§ Aim
Duplicate the rows below, keeping every line identical.
** START Records for this exercise **
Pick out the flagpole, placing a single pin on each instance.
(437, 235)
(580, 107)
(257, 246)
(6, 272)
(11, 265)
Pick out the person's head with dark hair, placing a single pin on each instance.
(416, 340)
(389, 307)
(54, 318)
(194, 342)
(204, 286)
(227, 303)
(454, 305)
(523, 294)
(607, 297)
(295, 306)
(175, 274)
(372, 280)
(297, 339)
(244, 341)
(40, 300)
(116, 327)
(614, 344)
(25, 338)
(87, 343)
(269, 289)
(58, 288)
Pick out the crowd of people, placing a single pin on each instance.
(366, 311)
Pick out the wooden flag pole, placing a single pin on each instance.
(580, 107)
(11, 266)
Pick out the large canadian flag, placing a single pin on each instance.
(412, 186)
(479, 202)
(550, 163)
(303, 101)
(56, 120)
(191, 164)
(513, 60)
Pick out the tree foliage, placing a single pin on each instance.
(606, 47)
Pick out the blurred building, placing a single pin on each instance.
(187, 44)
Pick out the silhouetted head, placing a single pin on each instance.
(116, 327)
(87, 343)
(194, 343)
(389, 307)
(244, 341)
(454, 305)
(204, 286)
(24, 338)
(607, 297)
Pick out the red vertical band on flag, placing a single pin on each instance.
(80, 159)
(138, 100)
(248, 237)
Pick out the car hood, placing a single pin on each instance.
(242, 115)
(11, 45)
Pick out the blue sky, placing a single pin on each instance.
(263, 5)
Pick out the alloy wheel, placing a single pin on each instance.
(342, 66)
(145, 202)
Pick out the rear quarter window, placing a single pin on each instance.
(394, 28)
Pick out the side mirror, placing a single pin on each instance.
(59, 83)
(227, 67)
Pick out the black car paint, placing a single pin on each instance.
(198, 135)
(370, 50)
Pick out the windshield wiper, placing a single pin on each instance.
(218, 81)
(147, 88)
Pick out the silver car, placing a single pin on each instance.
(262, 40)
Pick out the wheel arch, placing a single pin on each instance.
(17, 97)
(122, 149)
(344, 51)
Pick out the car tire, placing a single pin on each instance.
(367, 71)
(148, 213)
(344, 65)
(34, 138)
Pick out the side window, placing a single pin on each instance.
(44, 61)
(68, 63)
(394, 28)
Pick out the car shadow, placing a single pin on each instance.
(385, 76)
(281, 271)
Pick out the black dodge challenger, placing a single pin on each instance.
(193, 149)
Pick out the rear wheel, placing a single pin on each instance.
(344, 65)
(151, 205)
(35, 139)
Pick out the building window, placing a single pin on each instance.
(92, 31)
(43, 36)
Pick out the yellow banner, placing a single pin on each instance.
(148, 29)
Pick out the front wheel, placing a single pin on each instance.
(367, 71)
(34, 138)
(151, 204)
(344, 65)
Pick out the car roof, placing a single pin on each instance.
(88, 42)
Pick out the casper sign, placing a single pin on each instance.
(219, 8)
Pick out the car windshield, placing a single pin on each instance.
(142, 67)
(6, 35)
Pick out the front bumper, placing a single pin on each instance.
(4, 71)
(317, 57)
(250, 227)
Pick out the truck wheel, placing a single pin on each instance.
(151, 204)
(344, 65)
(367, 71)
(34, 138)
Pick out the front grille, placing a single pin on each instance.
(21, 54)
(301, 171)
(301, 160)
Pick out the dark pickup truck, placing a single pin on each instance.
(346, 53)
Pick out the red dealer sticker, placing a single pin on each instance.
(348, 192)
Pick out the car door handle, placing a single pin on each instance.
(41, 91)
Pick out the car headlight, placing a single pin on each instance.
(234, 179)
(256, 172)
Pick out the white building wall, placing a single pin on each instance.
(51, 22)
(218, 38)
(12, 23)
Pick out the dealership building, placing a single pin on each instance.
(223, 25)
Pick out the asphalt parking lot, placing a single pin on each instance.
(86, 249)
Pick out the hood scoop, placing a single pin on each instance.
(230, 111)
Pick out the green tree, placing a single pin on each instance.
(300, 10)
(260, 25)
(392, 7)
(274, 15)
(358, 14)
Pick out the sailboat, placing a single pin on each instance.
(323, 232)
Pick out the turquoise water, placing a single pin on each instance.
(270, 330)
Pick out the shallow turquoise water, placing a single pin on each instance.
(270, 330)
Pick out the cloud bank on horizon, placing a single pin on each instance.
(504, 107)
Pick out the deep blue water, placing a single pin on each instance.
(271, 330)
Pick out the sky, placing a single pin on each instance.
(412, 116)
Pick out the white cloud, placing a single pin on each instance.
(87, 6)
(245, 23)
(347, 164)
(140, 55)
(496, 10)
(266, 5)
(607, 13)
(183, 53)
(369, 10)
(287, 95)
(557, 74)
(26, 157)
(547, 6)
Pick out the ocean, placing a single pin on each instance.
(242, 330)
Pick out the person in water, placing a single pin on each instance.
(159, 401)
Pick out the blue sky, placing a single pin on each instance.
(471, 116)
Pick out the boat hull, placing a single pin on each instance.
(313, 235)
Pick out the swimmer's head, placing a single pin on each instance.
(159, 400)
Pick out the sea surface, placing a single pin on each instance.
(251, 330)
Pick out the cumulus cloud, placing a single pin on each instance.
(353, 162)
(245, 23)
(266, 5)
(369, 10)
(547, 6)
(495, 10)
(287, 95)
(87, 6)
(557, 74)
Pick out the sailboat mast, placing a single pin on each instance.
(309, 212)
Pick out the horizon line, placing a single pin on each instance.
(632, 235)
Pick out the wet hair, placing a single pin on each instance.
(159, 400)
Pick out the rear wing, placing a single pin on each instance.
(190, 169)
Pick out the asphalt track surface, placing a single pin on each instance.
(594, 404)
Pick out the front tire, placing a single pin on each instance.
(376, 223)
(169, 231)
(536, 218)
** END Records for this exercise **
§ Task result
Pick out the flagpole, placing a single pin on each instance.
(437, 235)
(580, 107)
(257, 246)
(6, 272)
(11, 265)
Pick out the person's head with dark hair, placing a single pin on each instance.
(416, 340)
(389, 307)
(54, 318)
(194, 342)
(204, 286)
(227, 303)
(454, 305)
(523, 294)
(607, 297)
(295, 306)
(175, 274)
(372, 280)
(297, 339)
(244, 341)
(40, 300)
(116, 327)
(614, 344)
(25, 338)
(87, 343)
(269, 289)
(58, 288)
Pick out the crowd of people, placing a single pin on each instance.
(366, 311)
Pick out the wooden flag pole, placing a single pin on each instance.
(580, 107)
(11, 266)
Pick out the large canadian flag, placing a single pin on each instance.
(412, 186)
(479, 202)
(550, 163)
(303, 101)
(56, 120)
(191, 164)
(513, 60)
Pick out the tree foliage, placing a single pin on each instance.
(606, 47)
Pick out the blurred building, placing a single pin on each instance.
(187, 44)
Pick out the silhouetted head, placing a single pin on each instance.
(116, 327)
(87, 343)
(194, 343)
(389, 307)
(244, 341)
(454, 305)
(204, 286)
(24, 338)
(607, 297)
Pick out the red vertical band on flag, placing a single pin on each instance.
(80, 159)
(138, 100)
(248, 237)
Pick out the car hood, placing a single pin on each instance.
(242, 115)
(11, 45)
Pick out the blue sky, placing a single pin on each instance.
(263, 5)
Pick out the alloy wheel, placing a single pin on each instance.
(342, 66)
(145, 202)
Pick out the rear quarter window, placing a single pin on each instance.
(394, 28)
Pick out the side mirror, placing a single pin on each instance.
(59, 83)
(227, 67)
Pick out the black car paint, placing a single pin on each instance.
(198, 135)
(370, 50)
Pick out the windshield wiper, placing a single pin on each instance.
(218, 81)
(147, 88)
Pick out the silver car, placing a single pin on each instance.
(262, 40)
Pick out the wheel arch, placing a single pin on each instance.
(17, 97)
(122, 149)
(344, 51)
Pick out the car tire, placing a single pin on each instance.
(367, 71)
(148, 213)
(344, 65)
(34, 138)
Pick out the side window, placing a single pin on each instance.
(44, 61)
(68, 63)
(394, 28)
Pick out the car shadow, placing a single pin on each instance.
(385, 76)
(281, 271)
Pick out the black dodge challenger, placing a single pin on each instance.
(193, 149)
Pick out the rear wheel, placing a single pin on each instance.
(344, 65)
(151, 205)
(35, 139)
Pick out the building window, placing a single pin on each instance.
(92, 31)
(43, 36)
Pick out the yellow banner, placing a single pin on each instance.
(148, 29)
Pick out the front wheel, placing a single pin on each instance.
(367, 71)
(34, 138)
(151, 204)
(344, 65)
Pick out the car roof, placing a single pin on each instance.
(88, 42)
Pick out the casper sign, placing a single pin on each instance.
(219, 8)
Pick out the car windshield, placing a single pin on each instance.
(142, 67)
(6, 35)
Pick out the front bumper, placing a single pin on each instance.
(4, 71)
(317, 57)
(250, 227)
Pick out the truck wheel, placing a single pin on each instance.
(151, 204)
(344, 65)
(367, 71)
(34, 138)
Pick out the front grille, placing a single pin on each instance.
(21, 54)
(301, 171)
(301, 160)
Pick out the dark pickup truck, placing a single pin on each instance.
(346, 53)
Pick out the red dealer sticker, placing a single pin on each instance.
(348, 192)
Pick out the car door handle, placing a single pin on each instance.
(41, 91)
Pick out the car headlight, placing a single pin on each instance.
(234, 179)
(256, 172)
Pick out the white building wall, placing a single pin on each instance.
(51, 22)
(218, 38)
(12, 23)
Pick out the dealership building, placing a single pin on each instance.
(223, 25)
Pick out the asphalt parking lot, placing a single pin on each instance.
(86, 249)
Pick out the hood scoop, placing a single pin on each instance.
(230, 111)
Pick out the green tree, placing a single pin on each instance.
(300, 10)
(260, 25)
(392, 7)
(274, 15)
(358, 14)
Pick out the sailboat, placing a single pin on each instance.
(323, 232)
Pick out the turquoise water, placing a single pin on each instance.
(270, 330)
Pick out the shallow turquoise water, placing a single pin on each instance.
(270, 330)
Pick out the cloud bank on horizon, placing a single pin on each instance.
(504, 107)
Pick out the deep blue water, placing a single pin on each instance.
(271, 330)
Pick out the sky, placing a single pin on each instance.
(412, 116)
Pick out the white cloud, placing a single pin on each instance.
(87, 6)
(245, 23)
(347, 164)
(140, 55)
(496, 10)
(266, 5)
(607, 13)
(183, 53)
(369, 10)
(287, 95)
(557, 74)
(26, 157)
(547, 6)
Pick out the ocean, placing a single pin on each instance.
(242, 330)
Pick out the person in water, placing a single pin on each instance.
(159, 401)
Pick out the blue sky, placing a single pin on each instance.
(471, 116)
Pick out the boat hull, placing a single pin on each instance.
(313, 235)
Pick out the swimmer's head, placing a single pin on each instance.
(159, 400)
Pick out the sea surface, placing a single pin on each instance.
(251, 330)
Pick out the cumulus cloud, placing a single pin on each instance.
(353, 162)
(245, 23)
(266, 5)
(369, 10)
(547, 6)
(495, 10)
(287, 95)
(87, 6)
(557, 74)
Pick out the sailboat mast, placing a single pin on each instance.
(309, 212)
Pick out the horizon line, placing a single pin on each instance.
(632, 235)
Pick out the wet hair, placing a single pin on each instance.
(159, 400)
Pick out the rear wing, placing a single pin on each instance.
(190, 169)
Pick out the asphalt track surface, placing a single pin on each instance.
(594, 404)
Pick out the front tire, placing a single pin on each instance.
(376, 223)
(169, 231)
(536, 218)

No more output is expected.